課題の指示:
敷物の再資源化方法についての文書を、最後の文の後から続けて書きなさい。

本文:

_____

説明

敷物の再資源化方法、パイル糸引抜装置、及び、接着層分離装置

【課題】 長繊維のまま基布からループ状パイル糸を分離することが可能な敷物の再資源化方法及びこれに用いる装置を提供する。

【解決手段】 基布3、基布3に植栽されたループ状パイル糸2、裏打ち層、及び、裏打ち層5と基布3とを接着する接着層4を備える敷物の再資源化方法であって、敷物から裏打ち層を除去して基布3、パイル糸2、及び、接着層4を備える積層体12を得る裏打ち層除去工程と、積層体12の一端部12e及び他端部12fをそれぞれ把持し、一端部12eと他端部12fとを相対的に引き離すように積層体12に張力を作用させることにより基布3からパイル糸2を引抜くパイル糸引抜工程と、を備える。

【発明の詳細な説明】
【技術分野】
【0001】
本発明は、廃棄物として排出される複合繊維製品のうち再資源化が困難とされてきた、例えば、タイルカーペット、ダストコントロールマット、ロールカーペット、ジュータン等の複合敷物、すなわち、ループ状パイル糸が植栽された基布と、樹脂、ゴム、繊維等により形成された裏打ち層と、が接着層により接着された複合敷物の再資源化方法及び装置に関する。
【背景技術】
【0002】
従来、一般の廃繊維類、例えば古着やカーテン等は、反毛機やウエブ用カード機などによりフェルトに転用され好適に再資源化が行われている。一方、複合敷物については、基布と裏打ち層とが接着剤によって固着されているため反毛手法が利用できず、パイル糸は裏打ち層と共に殆ど焼却あるいは埋立に供せられているのが現状である。
【0003】
そこで、特許文献1において、タイルカーペットなど少なくとも2種類以上の素材の積層からなる複合敷物について、スクレーパーナイフなどによりパイル糸を平面方向にスライスすることによりパイル糸を分離回収する方法が提案されている。
【0004】
しかしながら、本方法ではパイル糸の一部のみスライスするため、裏打ち層に埋め込まれているパイル糸の根元部分や基布については、裏打ち層側に残ったままであり、回収率が低下する。また、回収される繊維は短繊維であり用途が限定されるため、繊維から繊維への循環リサイクルが困難となる。
【0005】
また特許文献2においては、あらかじめリサイクルすることを前提にした分離しやすい製造手法として、接着層の軟化温度を裏打ち層の軟化温度よりも低温となるようにし、表面のマット原反(パイル糸+基布)の回収分離時には、接着層を加熱軟化させることにより容易にマット原反と裏打ち層との分離を行うことが提案されている。

_____

提供データ:
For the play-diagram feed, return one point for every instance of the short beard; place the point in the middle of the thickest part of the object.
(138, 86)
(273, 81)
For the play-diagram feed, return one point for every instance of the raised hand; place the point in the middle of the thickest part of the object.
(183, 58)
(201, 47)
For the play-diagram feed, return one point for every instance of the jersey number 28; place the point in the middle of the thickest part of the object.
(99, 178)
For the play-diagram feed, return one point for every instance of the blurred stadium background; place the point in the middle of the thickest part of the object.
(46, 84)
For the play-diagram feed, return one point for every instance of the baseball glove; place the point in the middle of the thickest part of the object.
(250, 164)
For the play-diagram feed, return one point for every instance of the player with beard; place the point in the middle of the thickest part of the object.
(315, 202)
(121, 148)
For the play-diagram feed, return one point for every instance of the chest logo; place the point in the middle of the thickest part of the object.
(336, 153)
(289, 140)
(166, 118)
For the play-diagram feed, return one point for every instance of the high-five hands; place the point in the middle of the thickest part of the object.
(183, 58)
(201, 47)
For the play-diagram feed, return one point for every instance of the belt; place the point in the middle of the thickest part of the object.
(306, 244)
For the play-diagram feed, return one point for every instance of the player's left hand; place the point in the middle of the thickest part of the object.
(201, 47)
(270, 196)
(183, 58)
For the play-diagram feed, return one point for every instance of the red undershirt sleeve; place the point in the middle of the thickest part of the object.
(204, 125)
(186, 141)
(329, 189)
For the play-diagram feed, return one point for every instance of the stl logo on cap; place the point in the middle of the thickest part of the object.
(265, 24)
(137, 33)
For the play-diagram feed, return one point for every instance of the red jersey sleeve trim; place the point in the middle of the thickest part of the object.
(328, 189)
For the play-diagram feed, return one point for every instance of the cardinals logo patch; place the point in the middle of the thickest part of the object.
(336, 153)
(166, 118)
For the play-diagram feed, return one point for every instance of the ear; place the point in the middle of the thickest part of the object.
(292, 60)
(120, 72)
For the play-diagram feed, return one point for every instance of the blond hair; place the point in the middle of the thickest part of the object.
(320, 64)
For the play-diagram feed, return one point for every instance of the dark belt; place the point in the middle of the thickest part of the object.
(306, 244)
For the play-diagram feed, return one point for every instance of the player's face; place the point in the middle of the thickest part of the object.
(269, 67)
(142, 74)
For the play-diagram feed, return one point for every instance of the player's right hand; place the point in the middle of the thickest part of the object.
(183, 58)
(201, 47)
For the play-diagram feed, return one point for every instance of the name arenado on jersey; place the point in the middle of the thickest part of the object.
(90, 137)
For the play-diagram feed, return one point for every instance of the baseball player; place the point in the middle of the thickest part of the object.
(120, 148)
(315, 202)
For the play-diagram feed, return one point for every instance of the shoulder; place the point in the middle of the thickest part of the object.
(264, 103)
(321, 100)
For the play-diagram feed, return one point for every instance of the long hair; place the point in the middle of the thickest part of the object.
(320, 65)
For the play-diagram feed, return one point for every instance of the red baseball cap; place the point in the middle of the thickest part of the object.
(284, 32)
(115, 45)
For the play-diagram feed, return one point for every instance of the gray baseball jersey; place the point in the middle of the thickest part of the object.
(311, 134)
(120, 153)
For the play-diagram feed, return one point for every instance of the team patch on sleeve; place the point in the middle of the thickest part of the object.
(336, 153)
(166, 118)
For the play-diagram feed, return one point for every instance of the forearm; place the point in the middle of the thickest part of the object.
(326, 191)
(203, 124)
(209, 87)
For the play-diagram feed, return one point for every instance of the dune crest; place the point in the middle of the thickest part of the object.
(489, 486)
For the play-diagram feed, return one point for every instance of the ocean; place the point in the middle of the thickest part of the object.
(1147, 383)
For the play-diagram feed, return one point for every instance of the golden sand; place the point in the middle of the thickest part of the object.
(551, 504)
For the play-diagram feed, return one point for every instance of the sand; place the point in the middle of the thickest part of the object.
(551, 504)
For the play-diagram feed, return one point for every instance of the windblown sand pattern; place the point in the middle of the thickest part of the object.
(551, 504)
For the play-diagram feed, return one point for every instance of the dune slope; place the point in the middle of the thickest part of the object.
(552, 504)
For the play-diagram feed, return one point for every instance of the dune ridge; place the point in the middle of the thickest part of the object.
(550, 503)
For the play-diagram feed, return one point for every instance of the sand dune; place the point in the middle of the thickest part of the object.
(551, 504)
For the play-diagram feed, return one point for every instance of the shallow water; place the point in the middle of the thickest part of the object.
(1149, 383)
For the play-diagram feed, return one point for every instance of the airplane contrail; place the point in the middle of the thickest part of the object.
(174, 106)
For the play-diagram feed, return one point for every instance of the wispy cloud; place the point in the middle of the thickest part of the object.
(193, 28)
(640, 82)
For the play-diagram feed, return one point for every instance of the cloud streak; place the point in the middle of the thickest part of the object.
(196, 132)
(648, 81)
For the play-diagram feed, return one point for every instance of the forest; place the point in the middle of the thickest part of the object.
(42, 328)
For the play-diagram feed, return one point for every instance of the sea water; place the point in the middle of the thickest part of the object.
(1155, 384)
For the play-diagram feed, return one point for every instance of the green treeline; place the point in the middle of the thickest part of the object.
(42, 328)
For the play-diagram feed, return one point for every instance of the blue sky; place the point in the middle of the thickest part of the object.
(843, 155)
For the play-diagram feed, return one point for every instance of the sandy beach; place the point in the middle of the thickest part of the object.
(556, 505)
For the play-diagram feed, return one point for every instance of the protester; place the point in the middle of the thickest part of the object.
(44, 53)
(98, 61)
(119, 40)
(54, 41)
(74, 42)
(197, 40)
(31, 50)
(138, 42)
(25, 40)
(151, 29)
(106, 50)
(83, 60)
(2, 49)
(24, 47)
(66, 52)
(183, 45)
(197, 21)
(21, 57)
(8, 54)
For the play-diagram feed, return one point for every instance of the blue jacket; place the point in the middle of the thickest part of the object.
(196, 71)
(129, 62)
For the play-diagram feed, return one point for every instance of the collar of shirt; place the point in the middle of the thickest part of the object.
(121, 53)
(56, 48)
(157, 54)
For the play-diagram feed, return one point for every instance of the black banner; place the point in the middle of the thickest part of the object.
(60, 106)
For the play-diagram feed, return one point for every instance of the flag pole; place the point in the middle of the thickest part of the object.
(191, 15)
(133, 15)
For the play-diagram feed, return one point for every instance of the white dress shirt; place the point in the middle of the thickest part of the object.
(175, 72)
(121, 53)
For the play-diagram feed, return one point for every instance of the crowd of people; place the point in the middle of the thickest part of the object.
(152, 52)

_____

記述解答:
【0006】
しかし、この方法は、軟化の温度差を有する樹脂を使用することが条件となり、樹脂の選択の巾が比較的少なく、樹脂そのものが高価であるという欠点がある。
【0007】
さらに、特許文献3では、パイル糸と裏打ち層とを一緒に粗切断の後、剪断式粉砕を行うという工程を繰り返し行い、さらにその後風力分級機等を使用して、樹脂と繊維を分離する方法を提案している。
【0008】
しかし、この方法では、パイル糸と裏打ち層との完全な分離が難しいだけでなく、繊維の短繊維化も免れないし、また多くの工程を経ることによるコストの増大が懸念される。
【特許文献1】特開2002−370080号公報
【特許文献2】特開2002−282117号公報
【特許文献3】特開2003−127140号公報
【発明の開示】
【発明が解決しようとする課題】
【0009】
上述のように、敷物におけるパイル糸や基布の回収率を上げ、繊維としての再利用を実現するとともに、後工程の少ない省エネルギー型の敷物の再資源化方法が望まれている。
【0010】
そこで、本発明は、上述の従来技術の欠点を取り除くためになされたものであって、敷物類全体を粉砕する等の手段で分離回収したり、あるいはタフトされたループ状のパイル糸の表に出ている部分のみをスライス切断することによりパイル糸を短繊維として回収するのではなく、繊維から繊維への循環型リサイクルを実現するべく、長繊維のまま基布からパイル糸を分離することが可能な敷物の再資源化方法及びこれに用いる装置を提供することを目的とする。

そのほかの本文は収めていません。